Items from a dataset

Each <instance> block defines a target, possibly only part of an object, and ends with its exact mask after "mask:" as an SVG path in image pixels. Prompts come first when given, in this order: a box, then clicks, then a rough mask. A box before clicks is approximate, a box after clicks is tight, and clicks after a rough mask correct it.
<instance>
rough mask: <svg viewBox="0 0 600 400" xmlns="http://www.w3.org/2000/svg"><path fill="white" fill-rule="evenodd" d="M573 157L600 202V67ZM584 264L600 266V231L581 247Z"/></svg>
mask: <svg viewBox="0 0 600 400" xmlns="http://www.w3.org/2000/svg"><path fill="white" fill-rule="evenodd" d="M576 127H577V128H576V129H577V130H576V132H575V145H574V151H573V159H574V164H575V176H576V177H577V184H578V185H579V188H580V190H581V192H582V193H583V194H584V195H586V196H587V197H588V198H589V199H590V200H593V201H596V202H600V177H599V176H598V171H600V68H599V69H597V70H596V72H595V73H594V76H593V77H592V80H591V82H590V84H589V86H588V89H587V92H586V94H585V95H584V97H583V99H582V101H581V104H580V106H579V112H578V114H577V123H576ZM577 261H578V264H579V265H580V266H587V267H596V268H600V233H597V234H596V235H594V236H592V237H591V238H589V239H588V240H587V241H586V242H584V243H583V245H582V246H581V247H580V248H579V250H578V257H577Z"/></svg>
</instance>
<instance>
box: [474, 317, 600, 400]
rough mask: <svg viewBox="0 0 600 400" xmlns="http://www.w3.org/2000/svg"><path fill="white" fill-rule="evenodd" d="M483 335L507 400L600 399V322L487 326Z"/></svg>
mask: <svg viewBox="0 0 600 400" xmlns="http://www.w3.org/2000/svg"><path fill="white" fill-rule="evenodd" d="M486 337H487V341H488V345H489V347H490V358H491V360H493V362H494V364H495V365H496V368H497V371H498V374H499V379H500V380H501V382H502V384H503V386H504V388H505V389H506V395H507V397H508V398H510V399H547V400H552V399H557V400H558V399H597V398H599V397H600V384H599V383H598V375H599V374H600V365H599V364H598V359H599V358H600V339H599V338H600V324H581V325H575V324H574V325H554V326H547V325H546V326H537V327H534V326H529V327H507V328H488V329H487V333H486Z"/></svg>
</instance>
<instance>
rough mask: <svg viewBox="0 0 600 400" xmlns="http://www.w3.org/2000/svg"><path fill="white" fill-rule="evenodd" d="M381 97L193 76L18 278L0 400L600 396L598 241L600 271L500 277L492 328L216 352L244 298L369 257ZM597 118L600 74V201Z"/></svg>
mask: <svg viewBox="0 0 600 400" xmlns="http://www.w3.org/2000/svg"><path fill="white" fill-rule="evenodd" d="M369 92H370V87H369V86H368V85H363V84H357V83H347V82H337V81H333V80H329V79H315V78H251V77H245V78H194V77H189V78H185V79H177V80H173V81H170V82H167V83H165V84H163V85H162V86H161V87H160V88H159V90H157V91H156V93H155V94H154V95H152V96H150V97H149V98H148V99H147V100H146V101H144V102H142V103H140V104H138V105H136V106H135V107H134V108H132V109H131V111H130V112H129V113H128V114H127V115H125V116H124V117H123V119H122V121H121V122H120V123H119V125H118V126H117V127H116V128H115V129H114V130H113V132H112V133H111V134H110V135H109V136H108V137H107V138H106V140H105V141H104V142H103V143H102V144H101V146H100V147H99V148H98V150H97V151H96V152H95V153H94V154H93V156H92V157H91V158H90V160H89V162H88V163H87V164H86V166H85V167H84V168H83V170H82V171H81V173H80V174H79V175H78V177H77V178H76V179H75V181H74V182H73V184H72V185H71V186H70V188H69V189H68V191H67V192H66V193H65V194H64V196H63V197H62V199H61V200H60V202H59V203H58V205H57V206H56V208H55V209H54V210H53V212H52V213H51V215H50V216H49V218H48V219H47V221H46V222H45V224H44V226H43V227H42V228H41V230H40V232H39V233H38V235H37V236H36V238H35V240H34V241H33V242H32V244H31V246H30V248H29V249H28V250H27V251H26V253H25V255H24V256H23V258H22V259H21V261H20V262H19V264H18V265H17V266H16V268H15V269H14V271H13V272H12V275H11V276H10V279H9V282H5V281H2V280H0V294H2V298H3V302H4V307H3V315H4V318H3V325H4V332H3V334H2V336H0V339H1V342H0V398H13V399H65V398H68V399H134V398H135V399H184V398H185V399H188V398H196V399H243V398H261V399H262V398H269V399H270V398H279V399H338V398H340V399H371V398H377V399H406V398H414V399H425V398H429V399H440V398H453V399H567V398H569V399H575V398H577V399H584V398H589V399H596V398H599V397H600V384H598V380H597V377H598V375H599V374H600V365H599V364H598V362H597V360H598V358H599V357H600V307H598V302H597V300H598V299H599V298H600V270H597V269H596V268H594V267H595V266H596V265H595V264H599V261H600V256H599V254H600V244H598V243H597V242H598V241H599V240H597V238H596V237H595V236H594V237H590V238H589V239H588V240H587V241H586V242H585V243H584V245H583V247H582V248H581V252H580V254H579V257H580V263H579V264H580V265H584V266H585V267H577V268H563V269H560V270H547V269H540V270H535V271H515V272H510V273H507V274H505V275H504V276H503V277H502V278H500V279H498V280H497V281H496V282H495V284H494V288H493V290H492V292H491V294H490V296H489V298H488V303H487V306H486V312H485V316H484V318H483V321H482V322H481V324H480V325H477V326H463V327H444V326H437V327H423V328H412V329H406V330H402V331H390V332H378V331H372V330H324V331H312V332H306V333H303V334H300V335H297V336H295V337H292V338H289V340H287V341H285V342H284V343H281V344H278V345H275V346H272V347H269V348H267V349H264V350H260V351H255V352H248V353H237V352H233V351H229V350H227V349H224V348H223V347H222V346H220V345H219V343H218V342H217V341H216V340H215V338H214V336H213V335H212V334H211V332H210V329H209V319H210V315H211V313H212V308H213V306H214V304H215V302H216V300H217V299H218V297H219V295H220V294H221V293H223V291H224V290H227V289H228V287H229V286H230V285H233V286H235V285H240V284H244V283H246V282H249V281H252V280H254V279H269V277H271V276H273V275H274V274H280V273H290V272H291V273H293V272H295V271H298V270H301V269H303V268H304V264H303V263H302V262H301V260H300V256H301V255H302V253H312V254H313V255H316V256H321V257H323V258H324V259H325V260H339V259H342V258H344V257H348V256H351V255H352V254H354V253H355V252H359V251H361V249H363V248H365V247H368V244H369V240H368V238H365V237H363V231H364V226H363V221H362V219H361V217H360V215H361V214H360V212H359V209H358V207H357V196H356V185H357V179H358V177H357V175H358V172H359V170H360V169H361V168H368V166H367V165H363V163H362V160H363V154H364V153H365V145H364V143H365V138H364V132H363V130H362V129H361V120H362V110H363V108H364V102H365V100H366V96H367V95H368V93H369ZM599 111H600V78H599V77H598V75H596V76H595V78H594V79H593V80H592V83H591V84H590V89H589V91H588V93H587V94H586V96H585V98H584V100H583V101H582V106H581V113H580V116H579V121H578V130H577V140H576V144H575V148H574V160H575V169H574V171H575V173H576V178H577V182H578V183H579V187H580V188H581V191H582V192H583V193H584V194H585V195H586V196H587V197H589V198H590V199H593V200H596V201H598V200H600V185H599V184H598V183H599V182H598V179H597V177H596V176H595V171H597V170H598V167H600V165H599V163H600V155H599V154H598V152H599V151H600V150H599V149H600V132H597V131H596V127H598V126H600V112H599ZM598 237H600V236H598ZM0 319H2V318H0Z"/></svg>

◆ Work to complete ◆
Reproduce all of the data above, exactly and without omission.

◆ Result ◆
Each <instance> block defines a target, possibly only part of an object, and ends with its exact mask after "mask:" as an SVG path in image pixels. Prompts come first when given, in this order: a box, then clicks, then a rough mask. A box before clicks is approximate, a box after clicks is tight, and clicks after a rough mask correct it.
<instance>
rough mask: <svg viewBox="0 0 600 400" xmlns="http://www.w3.org/2000/svg"><path fill="white" fill-rule="evenodd" d="M573 157L600 202V67ZM584 264L600 266V231L581 247Z"/></svg>
mask: <svg viewBox="0 0 600 400" xmlns="http://www.w3.org/2000/svg"><path fill="white" fill-rule="evenodd" d="M576 127H577V128H576V129H577V130H576V132H575V145H574V151H573V159H574V164H575V176H576V177H577V184H578V185H579V188H580V190H581V192H582V193H583V194H584V195H586V196H587V197H588V198H589V199H590V200H593V201H596V202H600V177H599V176H598V171H600V68H599V69H597V70H596V72H595V73H594V76H593V77H592V80H591V82H590V84H589V86H588V89H587V92H586V94H585V95H584V97H583V99H582V101H581V104H580V106H579V112H578V114H577V123H576ZM577 261H578V264H579V265H580V266H587V267H596V268H600V233H597V234H596V235H594V236H592V237H591V238H589V239H588V240H587V241H586V242H584V243H583V245H582V246H581V247H580V248H579V250H578V257H577Z"/></svg>
</instance>
<instance>
box: [474, 317, 600, 400]
rough mask: <svg viewBox="0 0 600 400" xmlns="http://www.w3.org/2000/svg"><path fill="white" fill-rule="evenodd" d="M483 335L507 400L600 399V322L487 326Z"/></svg>
mask: <svg viewBox="0 0 600 400" xmlns="http://www.w3.org/2000/svg"><path fill="white" fill-rule="evenodd" d="M486 337H487V341H488V345H489V347H490V358H491V360H493V362H494V364H495V365H496V368H497V371H498V374H499V379H500V380H501V382H502V384H503V386H504V388H505V389H506V395H507V397H508V398H510V399H547V400H552V399H557V400H558V399H597V398H599V397H600V384H599V383H598V375H599V374H600V365H599V364H598V359H599V358H600V339H599V338H600V324H581V325H575V324H574V325H554V326H547V325H546V326H537V327H534V326H529V327H507V328H488V329H487V333H486Z"/></svg>
</instance>
<instance>
rough mask: <svg viewBox="0 0 600 400" xmlns="http://www.w3.org/2000/svg"><path fill="white" fill-rule="evenodd" d="M381 97L193 76L18 278L0 400L600 396L598 241L600 271L500 277L492 328L216 352L244 298L369 257ZM597 118L600 74V201Z"/></svg>
mask: <svg viewBox="0 0 600 400" xmlns="http://www.w3.org/2000/svg"><path fill="white" fill-rule="evenodd" d="M369 92H370V87H369V86H368V85H363V84H357V83H347V82H337V81H333V80H329V79H315V78H251V77H245V78H194V77H189V78H185V79H177V80H173V81H170V82H167V83H165V84H163V85H162V86H161V87H160V88H159V90H157V91H156V93H155V94H154V95H152V96H150V97H149V98H148V99H147V100H146V101H144V102H142V103H140V104H138V105H136V106H135V107H134V108H132V109H131V111H130V112H129V113H128V114H127V115H125V116H124V117H123V119H122V121H121V122H120V123H119V125H118V126H117V127H116V128H115V129H114V130H113V132H112V133H111V134H110V135H109V136H108V137H107V138H106V140H105V141H104V142H103V143H102V144H101V146H100V147H99V148H98V150H97V151H96V152H95V153H94V154H93V156H92V157H91V158H90V160H89V162H88V163H87V164H86V166H85V167H84V168H83V170H82V171H81V173H80V174H79V175H78V177H77V178H76V179H75V181H74V182H73V184H72V185H71V186H70V188H69V189H68V191H67V192H66V193H65V194H64V196H63V197H62V199H61V200H60V202H59V203H58V205H57V206H56V208H55V209H54V210H53V212H52V213H51V215H50V216H49V218H48V219H47V221H46V222H45V224H44V226H43V227H42V228H41V230H40V232H39V233H38V235H37V236H36V238H35V240H34V241H33V242H32V244H31V246H30V248H29V249H28V250H27V251H26V253H25V255H24V256H23V258H22V259H21V261H20V262H19V264H18V265H17V266H16V268H15V269H14V271H13V272H12V275H11V276H10V279H9V282H5V281H2V280H0V294H2V298H3V302H4V307H3V315H4V318H3V325H4V332H3V334H2V336H0V339H1V342H0V398H13V399H65V398H68V399H134V398H135V399H184V398H185V399H188V398H196V399H243V398H261V399H262V398H269V399H270V398H279V399H338V398H340V399H371V398H377V399H406V398H414V399H425V398H429V399H440V398H453V399H567V398H569V399H575V398H577V399H584V398H589V399H596V398H599V397H600V384H598V380H597V377H598V375H599V374H600V365H599V364H598V362H597V360H598V358H599V357H600V307H598V302H597V300H598V299H599V298H600V270H597V269H596V268H594V267H595V266H596V265H595V264H599V261H600V256H599V254H600V244H598V243H597V242H598V241H599V240H597V238H596V237H595V236H594V237H590V238H589V239H588V240H587V241H586V242H585V243H584V245H583V247H582V248H581V252H580V254H579V257H580V263H579V264H580V265H584V266H585V267H577V268H563V269H560V270H547V269H540V270H535V271H515V272H510V273H507V274H505V275H504V276H503V277H502V278H500V279H498V280H497V281H496V282H495V284H494V288H493V290H492V292H491V294H490V296H489V298H488V303H487V306H486V312H485V316H484V318H483V321H482V322H481V324H480V325H477V326H463V327H444V326H437V327H423V328H412V329H406V330H402V331H390V332H378V331H372V330H324V331H312V332H306V333H303V334H300V335H297V336H295V337H292V338H289V340H287V341H285V342H284V343H281V344H278V345H275V346H272V347H269V348H267V349H264V350H260V351H255V352H248V353H237V352H233V351H229V350H227V349H224V348H223V347H222V346H220V345H219V343H218V342H217V341H216V340H215V338H214V336H213V335H212V334H211V332H210V329H209V319H210V315H211V313H212V308H213V306H214V304H215V302H216V300H217V299H218V297H219V295H220V294H221V293H223V291H224V290H227V289H228V287H229V286H230V285H233V286H235V285H240V284H244V283H246V282H249V281H252V280H254V279H269V277H271V276H273V275H274V274H280V273H290V272H291V273H293V272H295V271H298V270H301V269H303V268H304V264H303V263H302V262H301V260H300V256H301V255H302V253H312V254H313V255H316V256H321V257H323V258H324V259H325V260H339V259H342V258H344V257H348V256H351V255H352V254H354V253H355V252H359V251H361V249H363V248H365V247H368V244H369V240H368V238H365V237H363V231H364V226H363V221H362V219H361V217H360V215H361V214H360V212H359V209H358V207H357V196H356V185H357V179H358V177H357V175H358V172H359V170H360V169H361V168H368V166H367V165H363V163H362V160H363V154H364V153H365V145H364V143H365V138H364V132H363V130H362V129H361V120H362V110H363V108H364V102H365V100H366V96H367V95H368V93H369ZM599 111H600V78H599V77H598V75H596V76H595V78H594V79H593V80H592V83H591V84H590V89H589V91H588V93H587V94H586V96H585V98H584V100H583V101H582V106H581V113H580V116H579V121H578V130H577V140H576V144H575V148H574V160H575V169H574V171H575V173H576V178H577V182H578V183H579V187H580V188H581V191H582V192H583V193H584V194H585V195H586V196H587V197H589V198H590V199H593V200H596V201H598V200H600V185H599V184H598V183H599V182H598V179H597V177H596V176H595V171H597V170H598V167H600V165H599V163H600V155H599V154H598V152H599V151H600V150H599V149H600V132H597V131H596V127H598V126H600V112H599ZM598 237H600V236H598ZM0 319H2V318H0Z"/></svg>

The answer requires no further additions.